* **Activity**: The span to repeat in the listing below runs from the line containing "Query: young impala" to the line containing "Query: brown impala coat", inclusive. Repeat it exactly, and only it.

Task input START

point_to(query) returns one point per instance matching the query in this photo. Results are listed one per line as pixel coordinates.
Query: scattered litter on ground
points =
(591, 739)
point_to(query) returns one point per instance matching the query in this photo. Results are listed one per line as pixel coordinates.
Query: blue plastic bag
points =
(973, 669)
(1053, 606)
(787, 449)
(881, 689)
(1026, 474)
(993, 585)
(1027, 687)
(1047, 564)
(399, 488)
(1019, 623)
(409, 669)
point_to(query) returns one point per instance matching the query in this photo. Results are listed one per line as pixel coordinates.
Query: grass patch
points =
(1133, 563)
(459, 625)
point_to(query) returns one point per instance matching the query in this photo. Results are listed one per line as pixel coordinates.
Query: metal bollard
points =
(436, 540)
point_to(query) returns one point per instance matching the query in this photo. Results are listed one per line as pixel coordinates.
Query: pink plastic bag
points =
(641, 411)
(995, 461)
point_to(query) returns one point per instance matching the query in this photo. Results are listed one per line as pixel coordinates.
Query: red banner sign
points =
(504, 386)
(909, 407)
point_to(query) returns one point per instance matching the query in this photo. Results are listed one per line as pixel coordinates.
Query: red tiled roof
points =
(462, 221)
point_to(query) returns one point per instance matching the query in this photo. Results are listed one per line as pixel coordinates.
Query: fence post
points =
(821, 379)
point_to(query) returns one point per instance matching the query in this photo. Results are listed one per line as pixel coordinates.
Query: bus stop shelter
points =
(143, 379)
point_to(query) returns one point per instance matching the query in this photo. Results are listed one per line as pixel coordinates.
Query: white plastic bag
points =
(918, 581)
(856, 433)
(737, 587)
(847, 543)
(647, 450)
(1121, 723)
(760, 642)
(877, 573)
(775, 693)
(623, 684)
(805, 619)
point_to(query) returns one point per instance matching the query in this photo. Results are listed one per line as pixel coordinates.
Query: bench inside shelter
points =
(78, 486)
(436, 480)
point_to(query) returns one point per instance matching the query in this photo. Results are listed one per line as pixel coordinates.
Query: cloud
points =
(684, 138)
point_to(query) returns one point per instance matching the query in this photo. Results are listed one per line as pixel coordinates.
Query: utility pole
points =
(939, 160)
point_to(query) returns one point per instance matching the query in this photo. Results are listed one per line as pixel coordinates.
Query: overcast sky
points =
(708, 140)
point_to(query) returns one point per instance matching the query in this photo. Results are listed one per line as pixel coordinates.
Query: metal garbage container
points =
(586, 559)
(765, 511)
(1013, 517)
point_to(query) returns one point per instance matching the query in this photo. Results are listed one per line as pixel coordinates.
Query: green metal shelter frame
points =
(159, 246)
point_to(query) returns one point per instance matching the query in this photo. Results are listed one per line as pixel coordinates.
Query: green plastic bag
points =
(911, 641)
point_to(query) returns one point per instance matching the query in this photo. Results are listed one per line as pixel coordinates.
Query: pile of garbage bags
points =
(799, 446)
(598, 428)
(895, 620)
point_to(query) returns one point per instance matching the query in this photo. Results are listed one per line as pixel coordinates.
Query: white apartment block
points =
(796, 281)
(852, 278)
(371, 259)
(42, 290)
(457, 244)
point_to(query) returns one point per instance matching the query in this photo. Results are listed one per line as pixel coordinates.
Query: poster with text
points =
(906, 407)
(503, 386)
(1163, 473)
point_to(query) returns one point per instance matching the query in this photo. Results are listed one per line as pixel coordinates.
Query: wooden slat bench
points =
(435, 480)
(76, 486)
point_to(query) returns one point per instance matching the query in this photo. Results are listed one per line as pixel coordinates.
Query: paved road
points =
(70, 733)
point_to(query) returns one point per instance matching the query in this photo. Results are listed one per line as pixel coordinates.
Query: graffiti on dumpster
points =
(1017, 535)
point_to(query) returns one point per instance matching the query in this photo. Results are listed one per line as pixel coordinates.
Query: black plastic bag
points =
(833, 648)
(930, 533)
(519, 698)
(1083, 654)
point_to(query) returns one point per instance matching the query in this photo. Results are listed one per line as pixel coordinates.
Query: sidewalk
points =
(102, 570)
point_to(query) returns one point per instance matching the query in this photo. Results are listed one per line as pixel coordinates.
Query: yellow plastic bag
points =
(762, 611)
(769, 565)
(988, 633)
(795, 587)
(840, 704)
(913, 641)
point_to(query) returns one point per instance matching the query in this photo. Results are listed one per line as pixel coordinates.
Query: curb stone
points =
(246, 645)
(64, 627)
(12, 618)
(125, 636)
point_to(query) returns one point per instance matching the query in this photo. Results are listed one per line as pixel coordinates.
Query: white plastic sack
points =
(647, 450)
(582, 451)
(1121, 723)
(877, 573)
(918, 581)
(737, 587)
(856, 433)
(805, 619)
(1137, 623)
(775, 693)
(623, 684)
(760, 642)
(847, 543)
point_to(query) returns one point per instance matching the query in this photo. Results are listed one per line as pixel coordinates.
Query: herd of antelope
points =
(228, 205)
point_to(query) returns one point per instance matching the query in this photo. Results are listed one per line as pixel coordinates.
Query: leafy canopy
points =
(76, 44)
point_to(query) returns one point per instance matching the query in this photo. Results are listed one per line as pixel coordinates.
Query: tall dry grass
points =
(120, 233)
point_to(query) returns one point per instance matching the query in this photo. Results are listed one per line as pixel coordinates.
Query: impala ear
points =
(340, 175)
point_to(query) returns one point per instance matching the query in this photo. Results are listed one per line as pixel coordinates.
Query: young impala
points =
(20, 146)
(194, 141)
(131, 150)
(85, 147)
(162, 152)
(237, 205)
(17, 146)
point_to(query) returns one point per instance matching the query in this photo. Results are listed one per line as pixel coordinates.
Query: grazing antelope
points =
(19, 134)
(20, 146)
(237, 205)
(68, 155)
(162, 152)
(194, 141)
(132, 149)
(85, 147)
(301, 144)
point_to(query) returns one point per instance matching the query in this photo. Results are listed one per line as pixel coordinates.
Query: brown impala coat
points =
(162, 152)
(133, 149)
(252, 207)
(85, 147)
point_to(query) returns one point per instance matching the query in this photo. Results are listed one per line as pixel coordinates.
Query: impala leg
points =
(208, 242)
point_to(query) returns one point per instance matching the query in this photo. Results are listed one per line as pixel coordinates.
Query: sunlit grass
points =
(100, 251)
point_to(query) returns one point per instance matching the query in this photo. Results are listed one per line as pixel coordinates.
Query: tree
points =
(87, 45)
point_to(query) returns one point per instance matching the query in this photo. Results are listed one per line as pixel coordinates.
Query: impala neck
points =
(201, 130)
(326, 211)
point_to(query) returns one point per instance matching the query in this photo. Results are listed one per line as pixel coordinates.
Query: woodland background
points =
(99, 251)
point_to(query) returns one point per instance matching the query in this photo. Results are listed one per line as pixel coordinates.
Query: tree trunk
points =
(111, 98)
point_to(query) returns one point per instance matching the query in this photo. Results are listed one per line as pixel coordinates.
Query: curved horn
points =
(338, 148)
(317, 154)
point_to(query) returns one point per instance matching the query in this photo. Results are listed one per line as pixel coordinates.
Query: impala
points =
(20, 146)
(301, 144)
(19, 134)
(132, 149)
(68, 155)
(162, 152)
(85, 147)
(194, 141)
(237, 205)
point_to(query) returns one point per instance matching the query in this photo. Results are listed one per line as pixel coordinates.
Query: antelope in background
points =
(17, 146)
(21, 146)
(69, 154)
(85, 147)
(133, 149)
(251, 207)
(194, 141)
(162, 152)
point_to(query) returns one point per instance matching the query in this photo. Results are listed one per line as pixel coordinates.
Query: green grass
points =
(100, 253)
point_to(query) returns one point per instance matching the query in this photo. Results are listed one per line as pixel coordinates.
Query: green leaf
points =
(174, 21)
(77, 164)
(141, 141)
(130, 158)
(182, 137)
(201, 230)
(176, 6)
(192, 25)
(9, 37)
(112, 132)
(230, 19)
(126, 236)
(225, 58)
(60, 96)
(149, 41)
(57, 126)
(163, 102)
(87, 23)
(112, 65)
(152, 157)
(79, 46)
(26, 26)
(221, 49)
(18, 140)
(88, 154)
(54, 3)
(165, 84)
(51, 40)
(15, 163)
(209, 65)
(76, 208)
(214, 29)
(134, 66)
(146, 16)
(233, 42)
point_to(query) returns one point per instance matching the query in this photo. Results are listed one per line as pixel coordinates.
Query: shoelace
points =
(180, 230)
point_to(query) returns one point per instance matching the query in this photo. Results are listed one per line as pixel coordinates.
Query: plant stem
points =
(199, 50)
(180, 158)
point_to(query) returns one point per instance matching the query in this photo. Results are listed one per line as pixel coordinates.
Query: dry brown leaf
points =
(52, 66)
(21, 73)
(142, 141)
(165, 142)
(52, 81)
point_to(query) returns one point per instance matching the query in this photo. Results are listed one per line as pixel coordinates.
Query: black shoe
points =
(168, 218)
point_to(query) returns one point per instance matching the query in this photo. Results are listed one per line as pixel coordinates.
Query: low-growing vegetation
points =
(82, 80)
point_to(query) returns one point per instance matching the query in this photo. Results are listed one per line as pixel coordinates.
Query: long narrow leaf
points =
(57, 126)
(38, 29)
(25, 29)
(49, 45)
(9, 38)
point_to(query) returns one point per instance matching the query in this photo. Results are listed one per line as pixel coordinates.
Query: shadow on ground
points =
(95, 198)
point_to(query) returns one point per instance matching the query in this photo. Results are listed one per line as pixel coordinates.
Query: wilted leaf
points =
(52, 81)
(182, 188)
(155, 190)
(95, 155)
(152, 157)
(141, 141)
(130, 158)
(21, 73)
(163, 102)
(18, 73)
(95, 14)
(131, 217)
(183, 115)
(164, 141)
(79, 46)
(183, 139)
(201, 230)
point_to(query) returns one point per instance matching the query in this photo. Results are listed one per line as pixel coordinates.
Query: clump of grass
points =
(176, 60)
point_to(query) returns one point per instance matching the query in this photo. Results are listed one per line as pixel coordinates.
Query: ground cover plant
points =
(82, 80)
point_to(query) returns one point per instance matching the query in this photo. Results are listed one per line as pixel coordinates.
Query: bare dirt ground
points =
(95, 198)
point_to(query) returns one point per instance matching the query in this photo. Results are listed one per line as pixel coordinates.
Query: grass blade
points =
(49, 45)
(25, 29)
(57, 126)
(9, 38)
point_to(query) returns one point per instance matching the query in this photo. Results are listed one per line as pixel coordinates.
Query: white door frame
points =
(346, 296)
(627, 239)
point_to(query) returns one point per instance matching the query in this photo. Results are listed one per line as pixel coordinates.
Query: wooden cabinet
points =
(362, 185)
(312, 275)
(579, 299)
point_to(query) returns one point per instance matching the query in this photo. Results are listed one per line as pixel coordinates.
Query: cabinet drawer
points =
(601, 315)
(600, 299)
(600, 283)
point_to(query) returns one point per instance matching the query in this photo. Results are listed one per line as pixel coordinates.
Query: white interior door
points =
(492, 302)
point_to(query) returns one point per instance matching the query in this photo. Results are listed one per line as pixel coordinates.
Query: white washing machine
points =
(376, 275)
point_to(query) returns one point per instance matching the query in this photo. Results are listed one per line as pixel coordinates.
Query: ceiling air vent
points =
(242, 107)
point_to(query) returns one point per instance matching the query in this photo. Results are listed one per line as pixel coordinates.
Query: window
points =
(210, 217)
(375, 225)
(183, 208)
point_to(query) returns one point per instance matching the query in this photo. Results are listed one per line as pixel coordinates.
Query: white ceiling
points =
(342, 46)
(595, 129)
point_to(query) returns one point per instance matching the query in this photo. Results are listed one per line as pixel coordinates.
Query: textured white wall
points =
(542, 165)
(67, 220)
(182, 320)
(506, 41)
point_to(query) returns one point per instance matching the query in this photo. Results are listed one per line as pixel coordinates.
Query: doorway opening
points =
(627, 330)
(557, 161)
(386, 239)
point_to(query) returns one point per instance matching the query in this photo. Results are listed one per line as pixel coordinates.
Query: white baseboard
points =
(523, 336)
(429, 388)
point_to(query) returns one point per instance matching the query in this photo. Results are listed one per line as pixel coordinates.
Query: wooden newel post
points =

Task input END

* **Your solution**:
Query: young impala
points =
(20, 146)
(194, 141)
(131, 150)
(85, 147)
(162, 152)
(237, 205)
(17, 146)
point_to(query) returns one point per instance matching the query in this photo. Results are listed one per line as pixel coordinates.
Query: grazing antelope
points =
(19, 134)
(20, 146)
(237, 205)
(68, 155)
(162, 152)
(194, 141)
(132, 149)
(85, 147)
(301, 144)
point_to(query) returns one point per instance matching the query in this photo. Results are listed one per line as pixel coordinates.
Query: brown impala coat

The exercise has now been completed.